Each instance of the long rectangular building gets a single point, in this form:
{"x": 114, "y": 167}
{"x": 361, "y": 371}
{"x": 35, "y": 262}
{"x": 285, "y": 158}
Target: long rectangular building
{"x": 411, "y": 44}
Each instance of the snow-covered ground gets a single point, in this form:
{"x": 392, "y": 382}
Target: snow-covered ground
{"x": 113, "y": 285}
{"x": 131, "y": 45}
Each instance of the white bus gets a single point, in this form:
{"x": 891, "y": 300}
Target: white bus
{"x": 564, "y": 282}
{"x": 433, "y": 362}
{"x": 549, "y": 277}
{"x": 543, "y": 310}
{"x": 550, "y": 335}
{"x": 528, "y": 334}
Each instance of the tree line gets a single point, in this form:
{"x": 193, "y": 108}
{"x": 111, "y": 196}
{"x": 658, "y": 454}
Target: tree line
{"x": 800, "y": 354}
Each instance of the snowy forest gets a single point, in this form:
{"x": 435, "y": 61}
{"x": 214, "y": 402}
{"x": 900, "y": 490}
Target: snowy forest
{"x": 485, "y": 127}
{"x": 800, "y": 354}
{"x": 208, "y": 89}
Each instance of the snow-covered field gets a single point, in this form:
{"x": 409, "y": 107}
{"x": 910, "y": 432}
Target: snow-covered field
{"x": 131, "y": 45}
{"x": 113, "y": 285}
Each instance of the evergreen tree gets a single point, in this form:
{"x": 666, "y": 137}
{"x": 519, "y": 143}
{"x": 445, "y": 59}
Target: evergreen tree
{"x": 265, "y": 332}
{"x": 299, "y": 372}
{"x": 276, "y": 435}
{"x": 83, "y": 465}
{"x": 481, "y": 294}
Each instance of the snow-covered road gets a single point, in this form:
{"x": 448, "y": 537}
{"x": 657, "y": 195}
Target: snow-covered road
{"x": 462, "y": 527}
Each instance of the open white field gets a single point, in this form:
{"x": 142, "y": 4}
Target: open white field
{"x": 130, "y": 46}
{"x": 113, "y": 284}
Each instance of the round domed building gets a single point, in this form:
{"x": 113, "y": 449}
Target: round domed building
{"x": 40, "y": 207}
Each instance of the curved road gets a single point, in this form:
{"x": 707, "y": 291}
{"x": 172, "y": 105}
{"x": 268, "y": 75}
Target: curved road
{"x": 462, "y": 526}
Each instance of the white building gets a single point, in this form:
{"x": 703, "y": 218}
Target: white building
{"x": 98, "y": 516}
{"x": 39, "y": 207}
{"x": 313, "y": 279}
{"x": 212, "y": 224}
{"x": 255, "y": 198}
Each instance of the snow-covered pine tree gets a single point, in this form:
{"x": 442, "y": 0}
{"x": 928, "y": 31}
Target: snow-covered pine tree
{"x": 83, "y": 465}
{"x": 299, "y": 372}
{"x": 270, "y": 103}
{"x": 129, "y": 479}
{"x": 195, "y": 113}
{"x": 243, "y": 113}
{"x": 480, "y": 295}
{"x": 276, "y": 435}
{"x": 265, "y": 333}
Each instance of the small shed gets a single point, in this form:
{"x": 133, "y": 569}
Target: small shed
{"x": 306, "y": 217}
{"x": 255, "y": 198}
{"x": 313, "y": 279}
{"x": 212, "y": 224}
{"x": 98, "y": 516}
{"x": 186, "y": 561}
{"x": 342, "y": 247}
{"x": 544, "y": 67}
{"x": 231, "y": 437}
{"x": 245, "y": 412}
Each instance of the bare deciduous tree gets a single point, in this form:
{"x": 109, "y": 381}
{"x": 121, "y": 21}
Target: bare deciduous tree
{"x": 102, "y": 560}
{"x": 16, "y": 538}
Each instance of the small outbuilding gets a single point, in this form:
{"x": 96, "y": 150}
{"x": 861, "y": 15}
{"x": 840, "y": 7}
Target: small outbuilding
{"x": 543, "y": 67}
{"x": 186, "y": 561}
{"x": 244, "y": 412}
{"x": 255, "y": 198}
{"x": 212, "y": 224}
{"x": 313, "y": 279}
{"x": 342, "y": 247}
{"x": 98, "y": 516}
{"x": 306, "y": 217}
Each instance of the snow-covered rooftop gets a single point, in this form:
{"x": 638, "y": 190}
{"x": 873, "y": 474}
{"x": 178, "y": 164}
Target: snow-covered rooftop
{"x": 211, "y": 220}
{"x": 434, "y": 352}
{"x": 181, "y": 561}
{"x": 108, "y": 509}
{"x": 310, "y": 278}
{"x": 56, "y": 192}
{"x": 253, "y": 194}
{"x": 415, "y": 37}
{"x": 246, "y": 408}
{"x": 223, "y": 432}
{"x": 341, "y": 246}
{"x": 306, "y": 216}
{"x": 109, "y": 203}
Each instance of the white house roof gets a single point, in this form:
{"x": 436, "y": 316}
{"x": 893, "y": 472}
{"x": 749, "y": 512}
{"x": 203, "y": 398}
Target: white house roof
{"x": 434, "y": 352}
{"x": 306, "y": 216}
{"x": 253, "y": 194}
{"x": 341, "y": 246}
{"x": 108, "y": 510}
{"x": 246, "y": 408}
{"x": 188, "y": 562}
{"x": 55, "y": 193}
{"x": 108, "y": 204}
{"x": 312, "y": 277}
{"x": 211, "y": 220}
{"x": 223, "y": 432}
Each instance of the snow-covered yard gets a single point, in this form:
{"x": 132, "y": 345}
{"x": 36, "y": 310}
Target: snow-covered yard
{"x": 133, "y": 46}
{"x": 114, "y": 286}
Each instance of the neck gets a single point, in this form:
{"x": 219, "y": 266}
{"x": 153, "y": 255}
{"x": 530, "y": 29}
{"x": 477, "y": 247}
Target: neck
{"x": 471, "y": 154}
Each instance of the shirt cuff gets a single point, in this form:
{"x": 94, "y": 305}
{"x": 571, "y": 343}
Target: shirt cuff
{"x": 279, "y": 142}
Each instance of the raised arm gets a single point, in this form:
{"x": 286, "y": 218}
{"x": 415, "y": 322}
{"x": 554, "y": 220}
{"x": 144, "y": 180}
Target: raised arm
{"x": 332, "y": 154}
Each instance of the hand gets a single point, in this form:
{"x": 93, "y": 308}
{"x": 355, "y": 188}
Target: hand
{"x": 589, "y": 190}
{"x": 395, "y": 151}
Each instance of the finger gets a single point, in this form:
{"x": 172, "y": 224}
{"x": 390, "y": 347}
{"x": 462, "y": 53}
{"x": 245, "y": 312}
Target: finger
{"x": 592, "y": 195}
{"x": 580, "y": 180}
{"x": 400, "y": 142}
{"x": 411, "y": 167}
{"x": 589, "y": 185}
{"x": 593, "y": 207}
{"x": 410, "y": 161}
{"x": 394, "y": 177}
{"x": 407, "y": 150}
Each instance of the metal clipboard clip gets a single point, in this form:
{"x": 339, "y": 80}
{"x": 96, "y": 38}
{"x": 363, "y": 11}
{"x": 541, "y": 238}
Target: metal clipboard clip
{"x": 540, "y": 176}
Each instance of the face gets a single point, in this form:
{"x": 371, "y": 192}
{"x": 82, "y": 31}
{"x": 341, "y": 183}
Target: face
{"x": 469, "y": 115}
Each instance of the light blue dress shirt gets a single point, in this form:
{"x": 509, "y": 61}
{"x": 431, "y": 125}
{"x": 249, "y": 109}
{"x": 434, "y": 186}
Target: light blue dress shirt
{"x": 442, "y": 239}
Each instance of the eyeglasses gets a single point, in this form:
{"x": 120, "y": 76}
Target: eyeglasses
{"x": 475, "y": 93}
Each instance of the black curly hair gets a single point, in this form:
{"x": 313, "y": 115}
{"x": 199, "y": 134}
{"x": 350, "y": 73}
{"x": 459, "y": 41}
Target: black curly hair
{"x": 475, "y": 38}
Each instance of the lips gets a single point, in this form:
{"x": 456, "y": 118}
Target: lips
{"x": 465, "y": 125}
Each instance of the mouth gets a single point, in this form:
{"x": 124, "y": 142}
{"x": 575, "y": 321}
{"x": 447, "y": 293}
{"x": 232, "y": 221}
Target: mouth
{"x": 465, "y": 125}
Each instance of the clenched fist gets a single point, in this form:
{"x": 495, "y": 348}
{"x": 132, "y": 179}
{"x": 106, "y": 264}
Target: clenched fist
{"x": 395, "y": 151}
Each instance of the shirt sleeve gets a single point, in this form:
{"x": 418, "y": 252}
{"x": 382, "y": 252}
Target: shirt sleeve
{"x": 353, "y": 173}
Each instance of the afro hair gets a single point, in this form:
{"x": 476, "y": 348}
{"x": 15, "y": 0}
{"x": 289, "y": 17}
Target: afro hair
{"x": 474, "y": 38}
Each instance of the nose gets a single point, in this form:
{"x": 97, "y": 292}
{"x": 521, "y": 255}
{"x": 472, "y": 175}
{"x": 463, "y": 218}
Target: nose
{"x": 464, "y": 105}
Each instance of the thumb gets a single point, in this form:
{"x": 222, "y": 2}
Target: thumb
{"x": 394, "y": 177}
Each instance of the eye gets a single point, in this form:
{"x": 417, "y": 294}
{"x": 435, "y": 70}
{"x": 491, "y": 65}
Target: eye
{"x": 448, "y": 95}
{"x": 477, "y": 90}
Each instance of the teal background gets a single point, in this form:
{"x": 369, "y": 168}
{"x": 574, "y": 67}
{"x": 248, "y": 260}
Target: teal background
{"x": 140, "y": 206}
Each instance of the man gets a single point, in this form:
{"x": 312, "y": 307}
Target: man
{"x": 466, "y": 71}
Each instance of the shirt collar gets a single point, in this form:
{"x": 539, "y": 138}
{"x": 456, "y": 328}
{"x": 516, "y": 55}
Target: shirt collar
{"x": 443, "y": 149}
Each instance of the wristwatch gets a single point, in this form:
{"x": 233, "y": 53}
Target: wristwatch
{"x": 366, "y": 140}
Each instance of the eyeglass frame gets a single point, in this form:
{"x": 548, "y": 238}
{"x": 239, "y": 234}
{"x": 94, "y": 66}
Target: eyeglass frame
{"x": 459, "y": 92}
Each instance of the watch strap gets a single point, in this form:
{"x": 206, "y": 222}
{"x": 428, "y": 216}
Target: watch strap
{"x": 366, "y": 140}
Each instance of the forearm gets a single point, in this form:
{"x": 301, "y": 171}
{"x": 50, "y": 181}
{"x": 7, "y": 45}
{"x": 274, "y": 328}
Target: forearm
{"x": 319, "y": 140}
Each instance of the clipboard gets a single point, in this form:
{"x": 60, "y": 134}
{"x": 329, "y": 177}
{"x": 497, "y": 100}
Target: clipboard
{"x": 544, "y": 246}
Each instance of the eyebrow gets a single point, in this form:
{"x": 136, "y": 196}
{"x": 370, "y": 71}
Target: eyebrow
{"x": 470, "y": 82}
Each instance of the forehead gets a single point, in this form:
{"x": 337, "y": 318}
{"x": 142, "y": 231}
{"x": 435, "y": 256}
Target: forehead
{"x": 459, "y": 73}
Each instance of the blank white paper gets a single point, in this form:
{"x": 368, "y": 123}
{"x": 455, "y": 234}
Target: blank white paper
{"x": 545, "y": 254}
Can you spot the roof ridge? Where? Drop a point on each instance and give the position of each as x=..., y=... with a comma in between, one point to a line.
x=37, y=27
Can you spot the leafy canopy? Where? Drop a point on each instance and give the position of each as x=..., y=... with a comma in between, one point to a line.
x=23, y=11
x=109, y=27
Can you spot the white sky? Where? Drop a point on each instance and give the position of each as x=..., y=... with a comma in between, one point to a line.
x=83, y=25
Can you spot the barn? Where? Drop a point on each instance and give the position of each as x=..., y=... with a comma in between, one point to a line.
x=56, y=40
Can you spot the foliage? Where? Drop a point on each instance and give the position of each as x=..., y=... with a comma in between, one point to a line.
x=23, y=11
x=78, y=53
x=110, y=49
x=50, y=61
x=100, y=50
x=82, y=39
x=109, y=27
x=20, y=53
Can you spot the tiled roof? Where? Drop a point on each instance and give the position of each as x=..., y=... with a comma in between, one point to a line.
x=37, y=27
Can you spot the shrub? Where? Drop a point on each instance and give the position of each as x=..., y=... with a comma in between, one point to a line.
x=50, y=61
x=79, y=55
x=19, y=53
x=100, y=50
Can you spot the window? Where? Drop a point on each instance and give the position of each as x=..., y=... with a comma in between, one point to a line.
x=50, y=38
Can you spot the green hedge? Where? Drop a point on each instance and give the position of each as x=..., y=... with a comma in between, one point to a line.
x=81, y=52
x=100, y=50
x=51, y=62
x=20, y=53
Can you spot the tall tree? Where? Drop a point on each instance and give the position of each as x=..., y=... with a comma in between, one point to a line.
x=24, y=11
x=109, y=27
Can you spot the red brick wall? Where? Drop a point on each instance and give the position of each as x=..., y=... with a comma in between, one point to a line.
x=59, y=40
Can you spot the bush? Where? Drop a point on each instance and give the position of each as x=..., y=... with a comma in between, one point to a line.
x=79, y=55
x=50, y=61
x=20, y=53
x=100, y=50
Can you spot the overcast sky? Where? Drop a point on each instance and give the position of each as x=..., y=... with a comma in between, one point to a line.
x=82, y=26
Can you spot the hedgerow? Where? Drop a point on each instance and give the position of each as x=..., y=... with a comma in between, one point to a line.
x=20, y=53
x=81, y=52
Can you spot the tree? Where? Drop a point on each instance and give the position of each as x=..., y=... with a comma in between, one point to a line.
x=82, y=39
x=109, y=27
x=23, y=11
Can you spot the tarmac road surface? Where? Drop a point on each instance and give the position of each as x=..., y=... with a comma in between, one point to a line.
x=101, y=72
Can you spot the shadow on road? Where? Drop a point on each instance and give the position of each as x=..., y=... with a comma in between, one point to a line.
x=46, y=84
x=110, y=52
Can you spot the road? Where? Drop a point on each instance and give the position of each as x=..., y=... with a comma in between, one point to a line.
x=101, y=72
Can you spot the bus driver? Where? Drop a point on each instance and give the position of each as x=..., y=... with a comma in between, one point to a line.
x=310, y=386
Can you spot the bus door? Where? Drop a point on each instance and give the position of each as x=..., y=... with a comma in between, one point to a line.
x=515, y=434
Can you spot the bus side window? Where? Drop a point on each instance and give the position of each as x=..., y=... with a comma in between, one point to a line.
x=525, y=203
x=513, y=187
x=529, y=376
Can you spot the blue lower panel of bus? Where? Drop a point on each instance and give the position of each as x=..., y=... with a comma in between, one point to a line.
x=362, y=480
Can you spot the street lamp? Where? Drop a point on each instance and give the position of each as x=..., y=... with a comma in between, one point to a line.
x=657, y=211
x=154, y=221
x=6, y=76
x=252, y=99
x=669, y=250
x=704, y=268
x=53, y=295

*Problem description*.
Out of the data above, set down the lines from the one with "Each instance of the face" to the one with "Each instance of the afro", both included, exactly as written and with no additions.

*Response to the exercise*.
Each instance of the face gets a single point, in this form:
{"x": 371, "y": 192}
{"x": 82, "y": 31}
{"x": 341, "y": 183}
Target: face
{"x": 469, "y": 115}
Each instance of the light blue dress shirt gets a single point, in this form:
{"x": 509, "y": 61}
{"x": 431, "y": 125}
{"x": 249, "y": 109}
{"x": 434, "y": 186}
Target: light blue dress shirt
{"x": 442, "y": 239}
Each instance of the eyeglasses gets a single point, in this form:
{"x": 120, "y": 76}
Target: eyeglasses
{"x": 475, "y": 93}
Each instance of the black curly hair gets a single point, in this form:
{"x": 313, "y": 115}
{"x": 199, "y": 134}
{"x": 350, "y": 73}
{"x": 459, "y": 41}
Target: black curly hair
{"x": 475, "y": 38}
Each instance of the lips gets a single point, in this form:
{"x": 456, "y": 118}
Target: lips
{"x": 465, "y": 125}
Each instance of the mouth gets a single point, in this form:
{"x": 124, "y": 142}
{"x": 575, "y": 321}
{"x": 447, "y": 293}
{"x": 232, "y": 221}
Target: mouth
{"x": 465, "y": 125}
Each instance of the clenched fist gets a single point, in this form:
{"x": 495, "y": 348}
{"x": 132, "y": 179}
{"x": 106, "y": 264}
Target: clenched fist
{"x": 395, "y": 151}
Each instance of the shirt sleeve gets a single point, in this form:
{"x": 418, "y": 252}
{"x": 382, "y": 252}
Target: shirt sleeve
{"x": 353, "y": 173}
Each instance of the afro hair gets a single point, in this form:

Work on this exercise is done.